The output should be exactly the lines from the one containing "of the submerged" through the last line of the records, and only those.

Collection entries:
________________
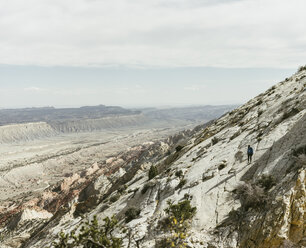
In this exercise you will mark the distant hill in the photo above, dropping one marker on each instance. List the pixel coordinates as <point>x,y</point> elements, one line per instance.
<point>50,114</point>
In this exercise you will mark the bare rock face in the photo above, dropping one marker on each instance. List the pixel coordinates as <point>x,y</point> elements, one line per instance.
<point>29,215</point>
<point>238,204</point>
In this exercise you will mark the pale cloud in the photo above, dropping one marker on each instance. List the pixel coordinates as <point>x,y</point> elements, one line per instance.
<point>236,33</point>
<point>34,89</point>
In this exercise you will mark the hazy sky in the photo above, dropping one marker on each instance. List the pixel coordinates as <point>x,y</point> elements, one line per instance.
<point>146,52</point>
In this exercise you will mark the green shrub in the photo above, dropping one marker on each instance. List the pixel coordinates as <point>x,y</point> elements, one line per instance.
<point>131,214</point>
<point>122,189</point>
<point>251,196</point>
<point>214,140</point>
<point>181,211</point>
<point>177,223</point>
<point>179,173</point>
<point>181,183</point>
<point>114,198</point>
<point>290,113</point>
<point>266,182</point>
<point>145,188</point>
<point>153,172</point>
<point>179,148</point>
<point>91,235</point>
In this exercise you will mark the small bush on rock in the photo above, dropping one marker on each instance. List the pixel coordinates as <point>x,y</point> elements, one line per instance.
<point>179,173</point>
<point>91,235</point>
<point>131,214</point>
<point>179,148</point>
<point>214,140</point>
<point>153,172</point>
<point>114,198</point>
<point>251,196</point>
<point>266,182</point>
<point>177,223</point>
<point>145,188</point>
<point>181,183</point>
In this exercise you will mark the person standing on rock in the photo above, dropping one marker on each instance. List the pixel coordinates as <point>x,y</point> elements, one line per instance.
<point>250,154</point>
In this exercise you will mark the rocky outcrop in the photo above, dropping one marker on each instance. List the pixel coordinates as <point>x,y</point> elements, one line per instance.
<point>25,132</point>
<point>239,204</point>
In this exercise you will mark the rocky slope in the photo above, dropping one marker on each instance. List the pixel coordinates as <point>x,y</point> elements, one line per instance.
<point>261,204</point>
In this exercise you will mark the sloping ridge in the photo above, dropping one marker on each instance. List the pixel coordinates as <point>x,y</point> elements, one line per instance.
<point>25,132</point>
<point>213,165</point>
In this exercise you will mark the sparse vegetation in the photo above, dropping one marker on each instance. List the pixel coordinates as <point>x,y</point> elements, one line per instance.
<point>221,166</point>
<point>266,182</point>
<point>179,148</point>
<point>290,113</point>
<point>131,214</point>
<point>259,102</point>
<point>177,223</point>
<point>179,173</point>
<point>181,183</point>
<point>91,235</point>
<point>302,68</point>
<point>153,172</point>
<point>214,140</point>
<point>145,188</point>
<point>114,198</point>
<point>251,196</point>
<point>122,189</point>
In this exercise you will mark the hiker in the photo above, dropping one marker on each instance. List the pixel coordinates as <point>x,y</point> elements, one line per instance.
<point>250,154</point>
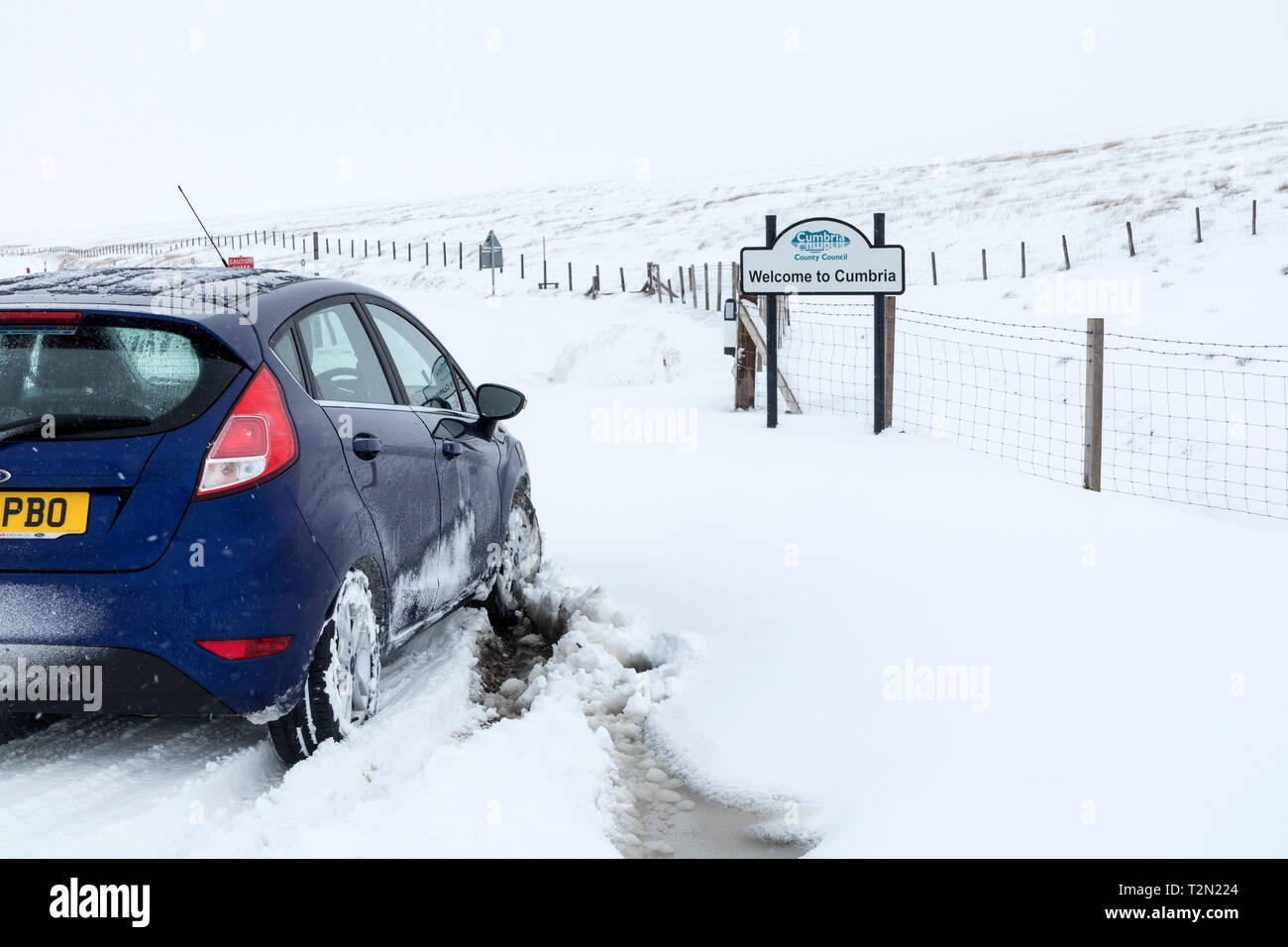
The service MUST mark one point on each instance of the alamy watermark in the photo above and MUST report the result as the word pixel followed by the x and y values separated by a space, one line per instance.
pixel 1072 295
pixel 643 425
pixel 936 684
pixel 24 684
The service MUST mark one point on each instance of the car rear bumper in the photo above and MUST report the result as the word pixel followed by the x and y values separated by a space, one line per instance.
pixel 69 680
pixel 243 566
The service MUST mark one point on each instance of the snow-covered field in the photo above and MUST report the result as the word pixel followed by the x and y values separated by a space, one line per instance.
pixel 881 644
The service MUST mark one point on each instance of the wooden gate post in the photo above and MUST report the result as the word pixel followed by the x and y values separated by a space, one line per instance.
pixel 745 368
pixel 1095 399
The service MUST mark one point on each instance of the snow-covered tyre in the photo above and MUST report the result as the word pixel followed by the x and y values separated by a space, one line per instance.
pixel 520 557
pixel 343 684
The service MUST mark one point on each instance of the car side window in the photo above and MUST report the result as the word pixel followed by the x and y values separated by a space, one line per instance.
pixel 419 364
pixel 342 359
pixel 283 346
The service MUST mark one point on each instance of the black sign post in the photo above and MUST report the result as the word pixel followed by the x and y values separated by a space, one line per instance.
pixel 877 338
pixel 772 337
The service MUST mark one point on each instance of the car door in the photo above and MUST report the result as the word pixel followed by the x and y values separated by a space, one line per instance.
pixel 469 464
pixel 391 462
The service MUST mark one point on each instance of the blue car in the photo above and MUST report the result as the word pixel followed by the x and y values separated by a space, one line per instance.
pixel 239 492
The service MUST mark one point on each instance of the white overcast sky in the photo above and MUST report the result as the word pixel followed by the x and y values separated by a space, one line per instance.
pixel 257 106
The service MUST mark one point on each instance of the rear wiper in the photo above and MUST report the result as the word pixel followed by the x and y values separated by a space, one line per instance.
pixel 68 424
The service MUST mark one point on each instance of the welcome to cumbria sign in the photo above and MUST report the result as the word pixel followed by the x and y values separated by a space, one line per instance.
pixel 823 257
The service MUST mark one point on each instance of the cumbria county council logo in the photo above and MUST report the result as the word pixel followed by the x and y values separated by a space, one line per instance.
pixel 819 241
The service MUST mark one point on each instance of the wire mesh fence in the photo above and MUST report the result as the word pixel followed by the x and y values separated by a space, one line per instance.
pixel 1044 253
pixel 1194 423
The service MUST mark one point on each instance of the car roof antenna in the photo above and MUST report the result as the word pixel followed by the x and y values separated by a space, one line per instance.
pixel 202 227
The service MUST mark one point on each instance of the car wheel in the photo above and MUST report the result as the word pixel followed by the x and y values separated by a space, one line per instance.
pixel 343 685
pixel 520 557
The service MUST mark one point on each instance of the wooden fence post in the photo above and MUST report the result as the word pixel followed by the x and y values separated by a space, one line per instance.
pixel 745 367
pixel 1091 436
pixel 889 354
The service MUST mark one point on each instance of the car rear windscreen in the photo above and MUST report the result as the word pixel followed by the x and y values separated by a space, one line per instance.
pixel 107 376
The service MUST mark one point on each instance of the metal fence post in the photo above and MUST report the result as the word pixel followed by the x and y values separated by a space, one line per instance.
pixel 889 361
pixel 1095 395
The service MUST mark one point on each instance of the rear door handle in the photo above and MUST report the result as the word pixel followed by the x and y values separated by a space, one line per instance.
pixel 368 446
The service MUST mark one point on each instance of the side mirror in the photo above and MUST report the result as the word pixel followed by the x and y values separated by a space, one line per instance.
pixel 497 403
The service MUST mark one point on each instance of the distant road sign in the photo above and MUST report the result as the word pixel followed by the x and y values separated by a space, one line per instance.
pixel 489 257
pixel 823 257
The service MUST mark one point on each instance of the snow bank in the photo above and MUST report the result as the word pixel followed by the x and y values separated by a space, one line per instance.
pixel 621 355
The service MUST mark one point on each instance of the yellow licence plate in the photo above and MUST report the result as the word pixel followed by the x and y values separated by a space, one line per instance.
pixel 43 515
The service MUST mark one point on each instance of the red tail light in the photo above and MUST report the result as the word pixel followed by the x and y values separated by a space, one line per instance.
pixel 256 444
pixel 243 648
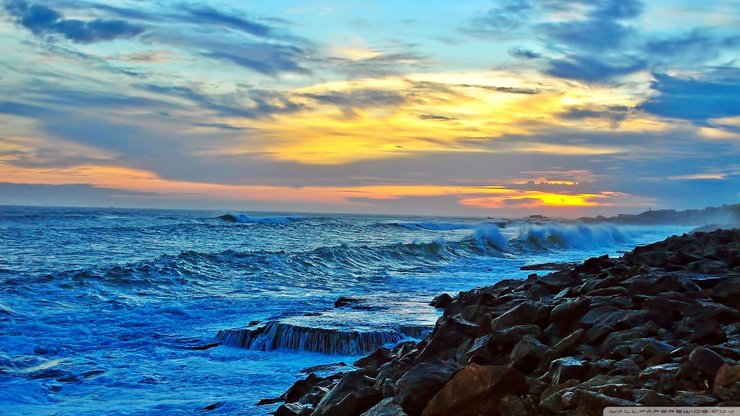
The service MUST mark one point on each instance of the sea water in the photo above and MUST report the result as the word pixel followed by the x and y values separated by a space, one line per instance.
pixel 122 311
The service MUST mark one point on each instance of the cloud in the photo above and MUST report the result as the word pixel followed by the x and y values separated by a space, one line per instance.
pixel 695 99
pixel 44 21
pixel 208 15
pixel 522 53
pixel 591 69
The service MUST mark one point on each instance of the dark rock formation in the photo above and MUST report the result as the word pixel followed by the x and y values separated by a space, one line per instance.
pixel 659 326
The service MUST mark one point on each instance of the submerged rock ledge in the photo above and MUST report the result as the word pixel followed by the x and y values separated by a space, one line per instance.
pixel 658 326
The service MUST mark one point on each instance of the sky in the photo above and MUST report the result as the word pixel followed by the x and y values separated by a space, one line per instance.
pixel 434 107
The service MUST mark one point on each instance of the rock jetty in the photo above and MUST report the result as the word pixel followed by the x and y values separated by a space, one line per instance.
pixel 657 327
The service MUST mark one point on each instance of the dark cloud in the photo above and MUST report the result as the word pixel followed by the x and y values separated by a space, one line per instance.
________________
■ **Answer for this exercise**:
The service MUST mark one point on each instance of the submerged rock ledge in the photo above and MUST report the result as the word pixel followed by the x and y values separated by a space, one line per instance.
pixel 658 326
The service MUST mark one point on each instance of the sky in the photo above and MUST report the result as the word pixel followed by the x and y values separated by a space, one line per instance.
pixel 434 107
The service MUST mark one point on each instance of the rock jetty in the photo above and MUST report the result as the word pixel followed by the x and y values separated by a space, one line per instance.
pixel 657 327
The service MUST mark one point on each instance of the dark cloud in the photo above and MUST report the result as the word pixel followed by the x and y values separated by a space, one line per instance.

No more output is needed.